[[ Information shown open ]]

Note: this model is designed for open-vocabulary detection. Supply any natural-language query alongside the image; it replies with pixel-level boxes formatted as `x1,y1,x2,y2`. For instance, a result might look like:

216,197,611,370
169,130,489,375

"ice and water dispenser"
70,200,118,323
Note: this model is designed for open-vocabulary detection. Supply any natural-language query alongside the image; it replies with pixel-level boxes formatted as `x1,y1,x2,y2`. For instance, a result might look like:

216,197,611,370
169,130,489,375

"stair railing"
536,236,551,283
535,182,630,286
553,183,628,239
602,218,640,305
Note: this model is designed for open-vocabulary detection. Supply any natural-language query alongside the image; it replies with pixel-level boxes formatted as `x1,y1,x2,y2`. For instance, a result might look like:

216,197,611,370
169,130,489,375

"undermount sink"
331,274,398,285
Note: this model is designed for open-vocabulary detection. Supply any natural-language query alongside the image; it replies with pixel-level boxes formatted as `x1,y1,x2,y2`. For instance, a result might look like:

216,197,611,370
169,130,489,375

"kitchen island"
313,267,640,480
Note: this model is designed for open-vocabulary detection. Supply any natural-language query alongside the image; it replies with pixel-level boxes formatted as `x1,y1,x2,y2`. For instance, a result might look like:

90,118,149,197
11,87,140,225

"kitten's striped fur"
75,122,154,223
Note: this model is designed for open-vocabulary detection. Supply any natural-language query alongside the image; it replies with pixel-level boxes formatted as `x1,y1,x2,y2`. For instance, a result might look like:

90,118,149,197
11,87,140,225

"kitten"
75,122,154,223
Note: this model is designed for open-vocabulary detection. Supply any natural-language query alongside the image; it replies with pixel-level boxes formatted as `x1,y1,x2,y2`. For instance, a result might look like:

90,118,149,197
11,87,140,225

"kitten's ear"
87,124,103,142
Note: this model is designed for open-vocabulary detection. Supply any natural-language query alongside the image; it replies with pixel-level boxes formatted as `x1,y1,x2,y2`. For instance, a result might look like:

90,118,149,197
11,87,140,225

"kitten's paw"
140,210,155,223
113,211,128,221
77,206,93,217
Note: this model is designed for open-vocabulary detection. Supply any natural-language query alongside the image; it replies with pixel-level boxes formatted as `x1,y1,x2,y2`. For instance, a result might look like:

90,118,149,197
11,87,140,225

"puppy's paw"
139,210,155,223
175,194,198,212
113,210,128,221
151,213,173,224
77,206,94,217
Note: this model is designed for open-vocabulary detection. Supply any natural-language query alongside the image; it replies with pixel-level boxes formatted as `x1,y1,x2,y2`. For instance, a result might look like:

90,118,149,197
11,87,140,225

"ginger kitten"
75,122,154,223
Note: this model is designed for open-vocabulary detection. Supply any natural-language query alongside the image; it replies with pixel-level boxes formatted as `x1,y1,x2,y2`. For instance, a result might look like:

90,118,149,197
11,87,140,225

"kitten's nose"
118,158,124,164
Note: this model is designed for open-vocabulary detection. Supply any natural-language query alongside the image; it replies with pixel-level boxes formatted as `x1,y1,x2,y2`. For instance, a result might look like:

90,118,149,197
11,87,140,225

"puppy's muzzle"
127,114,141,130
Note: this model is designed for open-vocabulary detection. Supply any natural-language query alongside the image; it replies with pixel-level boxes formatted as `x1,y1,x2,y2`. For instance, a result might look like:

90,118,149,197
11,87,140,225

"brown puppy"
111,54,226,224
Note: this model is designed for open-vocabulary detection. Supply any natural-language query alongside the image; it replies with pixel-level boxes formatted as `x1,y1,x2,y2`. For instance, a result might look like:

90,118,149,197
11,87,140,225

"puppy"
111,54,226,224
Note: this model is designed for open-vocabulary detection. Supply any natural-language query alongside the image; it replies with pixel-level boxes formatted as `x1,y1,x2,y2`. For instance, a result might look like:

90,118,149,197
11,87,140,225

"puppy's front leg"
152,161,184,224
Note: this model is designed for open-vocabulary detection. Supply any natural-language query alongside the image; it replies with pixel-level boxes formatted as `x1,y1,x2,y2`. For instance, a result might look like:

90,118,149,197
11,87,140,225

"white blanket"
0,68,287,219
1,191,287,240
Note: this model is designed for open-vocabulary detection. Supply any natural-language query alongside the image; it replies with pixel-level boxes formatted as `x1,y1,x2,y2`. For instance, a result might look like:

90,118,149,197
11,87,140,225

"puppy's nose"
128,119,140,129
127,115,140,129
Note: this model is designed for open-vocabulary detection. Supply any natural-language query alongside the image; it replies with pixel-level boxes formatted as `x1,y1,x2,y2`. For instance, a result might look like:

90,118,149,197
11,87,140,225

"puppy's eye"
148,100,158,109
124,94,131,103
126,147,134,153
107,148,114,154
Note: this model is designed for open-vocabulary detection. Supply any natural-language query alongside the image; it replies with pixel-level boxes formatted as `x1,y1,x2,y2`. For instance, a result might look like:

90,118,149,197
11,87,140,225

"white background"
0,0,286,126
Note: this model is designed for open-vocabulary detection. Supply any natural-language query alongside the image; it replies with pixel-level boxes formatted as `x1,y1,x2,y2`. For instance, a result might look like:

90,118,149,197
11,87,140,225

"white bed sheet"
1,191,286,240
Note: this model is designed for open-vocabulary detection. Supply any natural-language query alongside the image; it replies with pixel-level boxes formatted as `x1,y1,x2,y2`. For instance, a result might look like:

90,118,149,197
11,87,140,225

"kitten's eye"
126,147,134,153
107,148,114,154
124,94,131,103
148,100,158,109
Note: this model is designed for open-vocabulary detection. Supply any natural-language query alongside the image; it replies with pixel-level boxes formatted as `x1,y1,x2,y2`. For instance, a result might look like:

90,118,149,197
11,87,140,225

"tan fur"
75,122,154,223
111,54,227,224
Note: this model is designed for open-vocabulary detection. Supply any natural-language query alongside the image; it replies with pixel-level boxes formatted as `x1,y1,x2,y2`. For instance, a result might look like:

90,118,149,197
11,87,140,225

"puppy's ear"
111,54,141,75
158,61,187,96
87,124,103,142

[[ Information shown closed ]]

• _What you will do_
Reproduce the entries exactly. Every word has to stay the same.

• _Exercise answer_
Note: this model is designed for open-vocabulary detection. Supply any natural-language query alongside the image; it replies with pixel-level boxes formatted as `x1,y1,x2,y2`. For instance, a result might look like:

216,197,611,370
169,130,489,375

"ice and water dispenser"
70,200,118,323
Note: this model is designed for open-vocabulary detection. Supply any natural-language query alongside the image; it replies with pixel-level boxes formatted as `x1,y1,x2,y2`. For instance, a result might look like:

216,197,611,370
169,130,489,375

"stair railing"
536,236,551,283
535,182,630,286
553,183,628,239
602,218,640,305
Note: this model is designed for open-vocabulary detection. Supply any natural-language query alongside the image; it replies with pixel-level boxes formatted as `x1,y1,x2,y2`. For instance, a result might look like:

216,197,611,370
169,130,489,375

"undermount sink"
331,274,398,285
Note: this model is designed for open-vocabulary detection. Supply any natural-language query alongside the image; it replies with pixel-level boxes formatted as `x1,y1,x2,y2`. For instance, a result might look like:

216,197,611,370
169,130,489,375

"kitchen island"
313,267,640,480
Note: this model is designed for open-vocabulary detection. Supply any natural-language query alongside the image; it replies with pixel-level boxes formatted as `x1,y1,x2,y2`. For instance, a result might look like:

90,118,149,197
11,87,140,225

"kitten's striped fur"
75,122,154,223
Note: this model is designed for open-vocabulary detection. Supply any natural-language query alongside the image; it replies with pixel-level boxes formatted as `x1,y1,x2,y2`. For instance, a result might look like:

90,118,149,197
11,87,140,225

"kitten"
75,122,154,223
Note: this model is designed for open-vocabulary detection. Supply any natural-language query alongside the image; it replies with pixel-level boxes formatted as `x1,y1,x2,y2`. For instance, a result might look like:

90,118,149,197
11,87,140,225

"kitten's ear"
87,124,103,142
Note: this model is designed for open-vocabulary detection. Supply any natural-language query alongside the image; it replies with pixel-level boxes formatted as `x1,y1,x2,y2`. For instance, a result might look like:

90,118,149,197
11,87,140,225

"kitten's paw"
140,210,155,223
113,211,128,221
77,206,93,217
Note: this model is designed for open-vocabulary detection. Supply any natural-language query alongside the image; it replies with pixel-level boxes formatted as `x1,y1,x2,y2`. For instance, a result might look like:

90,118,149,197
11,87,140,225

"puppy's paw"
139,210,155,223
175,194,198,212
113,210,128,221
151,213,173,224
77,206,94,217
Note: this model is designed for open-vocabulary detection. Supply any natural-language query alongside the image; it replies with pixel-level boxes formatted as `x1,y1,x2,y2`. For instance, a result might look like:

90,118,149,197
11,87,140,225

"ginger kitten"
75,122,154,223
Note: this model is designed for open-vocabulary detection. Supply any natural-language query alongside the image; it replies with pixel-level boxes formatted as `x1,y1,x2,y2`. For instance, a result might look like:

90,118,149,197
11,87,140,225

"kitten's nose"
118,158,124,164
Note: this model is designed for open-vocabulary detection. Supply any natural-language query alongside the image; it replies with pixel-level boxes formatted as `x1,y1,x2,y2`. For instance, a result might look like:

90,118,149,197
11,87,140,225

"puppy's muzzle"
127,114,141,130
Note: this model is designed for open-vocabulary detection. Supply any natural-language query alongside the image; it replies with pixel-level boxes formatted as `x1,y1,x2,y2`. For instance, a result might look like:

90,118,149,197
11,87,140,225

"brown puppy"
111,54,226,224
Note: this model is designed for open-vocabulary detection. Supply any natural-language query alongside the image; it replies with pixel-level boxes formatted as `x1,y1,x2,y2`. For instance, a result might look like:

90,118,149,197
11,87,140,225

"puppy"
111,54,226,224
Note: this model is designed for open-vocabulary detection. Supply any natural-language query alongside the image; it replies with pixel-level boxes formatted as `x1,y1,x2,y2`. For instance, a result might look like:

90,118,149,197
11,87,140,225

"puppy's front leg"
152,161,184,224
Note: this model is designed for open-vocabulary detection. Supply any natural-language query alongside the image; it replies with pixel-level boxes formatted as `x1,y1,x2,y2`. For instance, a result might look like:

90,118,149,197
11,87,140,225

"white blanket"
0,68,287,219
1,191,287,240
Note: this model is designed for open-vocabulary detection. Supply any natural-language query alongside the image; it replies with pixel-level boxes formatted as `x1,y1,x2,y2`. For instance, a result might look like:

90,118,149,197
11,87,140,225

"puppy's nose"
128,119,140,129
127,115,140,129
Note: this model is designed for open-vocabulary detection. Supply any natural-language query alongside the image; it replies with pixel-level boxes formatted as `x1,y1,x2,y2`. For instance, a result might look like:

90,118,149,197
11,87,140,225

"puppy's eye"
148,100,158,109
124,94,131,103
126,147,134,153
107,148,114,154
Note: this model is designed for open-vocabulary detection. Supply any natural-language query alongside the image; it replies with pixel-level boxes formatted as `x1,y1,x2,y2`. For instance, a result might look like:

90,118,149,197
11,87,140,225

"white background"
0,0,286,126
Note: this model is designed for open-vocabulary detection. Supply any natural-language query alongside the image; it replies with pixel-level boxes formatted as `x1,y1,x2,y2`. For instance, a result might look like:

90,118,149,197
11,87,140,225

"white bed sheet"
1,191,286,240
Note: this model is designed for open-vocabulary detection. Supply any natural-language query alongside the image; it replies with pixel-level boxes formatted as `x1,y1,x2,y2`. For instance, a result might look like:

90,118,149,197
11,87,140,225

"kitten's eye"
126,147,134,153
107,148,114,154
124,94,131,103
148,100,158,109
Note: this model is designed for open-vocabulary detection. Supply any natural-language query alongside the image; it replies with pixel-level boxes formatted as `x1,y1,x2,y2`. For instance, a result might look like:

90,118,149,197
11,87,140,225

"tan fur"
75,122,154,223
111,54,227,224
Note: this model is designed for open-vocabulary detection. Supply any natural-language query alongside the image; it replies with pixel-level boxes formatted as `x1,y1,x2,y2`. For instance, a result might look like:

90,118,149,197
11,87,140,225

"puppy's ear"
111,54,141,75
158,61,187,96
87,124,103,142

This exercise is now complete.